- _What is expected_: Return every line below exactly.

---------- Records for processing ----------

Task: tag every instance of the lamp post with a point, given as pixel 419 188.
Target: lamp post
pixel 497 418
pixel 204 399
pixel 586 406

----------

- _Final answer_:
Task: tag every instance of the lamp post with a point, given as pixel 419 188.
Target: lamp post
pixel 497 418
pixel 204 399
pixel 586 406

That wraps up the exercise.